▸ INSTRUCTIONS FOR THE TASK: Return the passage of the fertility treatment text that starts at "The epididymis is" and ends at "any sperm present.", copied word for word.

▸ STUDY TEXT:

#####

In women with PCOS, laparoscopic ovarian drilling can be used if ovulation medication has not worked. This involves using either heat or a laser to destroy part of the ovary.

Read more information about a laparoscopy.

Correction of an epididymal blockage and surgical extraction of sperm

The epididymis is a coil-like structure in the testicles that helps to store and transport sperm. Sometimes the epididymis becomes blocked, preventing sperm from being ejaculated normally. If this is causing infertility, surgery to correct the blockage can be performed.

Surgical extraction of sperm may be an option for men with:

  • an obstruction that prevents the release of sperm, such as an injury or infection
  • a congenital absence of the vas deferens (men born without the tube that drains the sperm from the testicle)
  • a vasectomy or a failed vasectomy reversal

Both procedures only take a few hours and are carried out as outpatient procedures under local anaesthetic. You will be advised on the same day about the quality of the material collected and if there are any sperm present.

Any material with sperm will be frozen and placed in storage for use at a later stage. If surgical retrieval of sperm is successful, enough sperm is usually obtained for several cycles of treatment (if required).

Assisted conception

Intrauterine insemination (IUI)

Intrauterine insemination (IUI) involves sperm being placed into the womb through a fine plastic tube. Sperm is collected and washed in a fluid. The best quality specimens (the fastest moving) are selected.

The sperm are passed through a tube that enters the cervix and extends into the womb. This procedure is performed to coincide with ovulation, to increase the chance of conception. The woman may also be given a low dose of ovary stimulating hormones to increase the likelihood of conception.

#####

Items from a data source:

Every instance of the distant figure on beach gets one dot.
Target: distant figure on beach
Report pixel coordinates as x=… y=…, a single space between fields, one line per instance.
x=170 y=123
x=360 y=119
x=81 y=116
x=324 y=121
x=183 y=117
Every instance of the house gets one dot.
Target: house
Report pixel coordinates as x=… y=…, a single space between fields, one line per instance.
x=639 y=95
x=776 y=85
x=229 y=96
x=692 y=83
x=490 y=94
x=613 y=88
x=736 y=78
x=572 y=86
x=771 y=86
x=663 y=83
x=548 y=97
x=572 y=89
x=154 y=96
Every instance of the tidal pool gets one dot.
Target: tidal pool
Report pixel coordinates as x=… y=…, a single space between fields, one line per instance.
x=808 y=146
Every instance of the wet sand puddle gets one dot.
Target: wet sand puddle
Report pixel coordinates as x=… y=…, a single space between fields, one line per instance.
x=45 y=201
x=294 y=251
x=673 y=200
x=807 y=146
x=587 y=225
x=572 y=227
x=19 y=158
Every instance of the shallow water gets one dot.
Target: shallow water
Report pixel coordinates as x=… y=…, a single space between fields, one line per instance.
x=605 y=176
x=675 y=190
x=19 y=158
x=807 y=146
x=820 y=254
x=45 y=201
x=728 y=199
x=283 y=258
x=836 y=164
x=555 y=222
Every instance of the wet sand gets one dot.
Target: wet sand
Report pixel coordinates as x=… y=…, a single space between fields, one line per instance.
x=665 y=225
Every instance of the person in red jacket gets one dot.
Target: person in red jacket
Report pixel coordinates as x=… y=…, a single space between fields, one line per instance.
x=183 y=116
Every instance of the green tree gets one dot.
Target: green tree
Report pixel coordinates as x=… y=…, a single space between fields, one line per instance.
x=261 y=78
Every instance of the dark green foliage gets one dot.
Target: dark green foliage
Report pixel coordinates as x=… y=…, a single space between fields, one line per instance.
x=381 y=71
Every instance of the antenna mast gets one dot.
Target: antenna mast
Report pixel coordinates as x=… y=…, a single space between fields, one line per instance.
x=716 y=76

#####

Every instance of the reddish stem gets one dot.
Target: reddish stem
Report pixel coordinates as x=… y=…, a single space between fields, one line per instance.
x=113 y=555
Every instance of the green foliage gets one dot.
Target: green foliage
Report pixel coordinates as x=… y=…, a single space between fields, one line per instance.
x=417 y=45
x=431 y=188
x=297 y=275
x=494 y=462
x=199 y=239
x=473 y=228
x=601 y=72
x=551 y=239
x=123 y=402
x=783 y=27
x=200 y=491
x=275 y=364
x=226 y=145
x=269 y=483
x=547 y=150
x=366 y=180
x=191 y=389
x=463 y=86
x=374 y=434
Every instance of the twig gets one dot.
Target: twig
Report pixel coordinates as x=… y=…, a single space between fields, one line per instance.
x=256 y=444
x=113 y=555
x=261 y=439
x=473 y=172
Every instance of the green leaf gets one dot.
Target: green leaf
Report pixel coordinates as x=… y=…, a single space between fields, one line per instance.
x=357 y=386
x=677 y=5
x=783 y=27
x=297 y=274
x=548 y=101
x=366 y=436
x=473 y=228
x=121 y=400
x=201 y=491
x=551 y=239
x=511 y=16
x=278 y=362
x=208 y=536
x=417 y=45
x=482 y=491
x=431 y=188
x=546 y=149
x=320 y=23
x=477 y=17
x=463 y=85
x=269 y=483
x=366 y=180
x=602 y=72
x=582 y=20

#####

▸ ANSWER TO THIS TASK:
The epididymis is a coil-like structure in the testicles that helps to store and transport sperm. Sometimes the epididymis becomes blocked, preventing sperm from being ejaculated normally. If this is causing infertility, surgery to correct the blockage can be performed.

Surgical extraction of sperm may be an option for men with:

  • an obstruction that prevents the release of sperm, such as an injury or infection
  • a congenital absence of the vas deferens (men born without the tube that drains the sperm from the testicle)
  • a vasectomy or a failed vasectomy reversal

Both procedures only take a few hours and are carried out as outpatient procedures under local anaesthetic. You will be advised on the same day about the quality of the material collected and if there are any sperm present.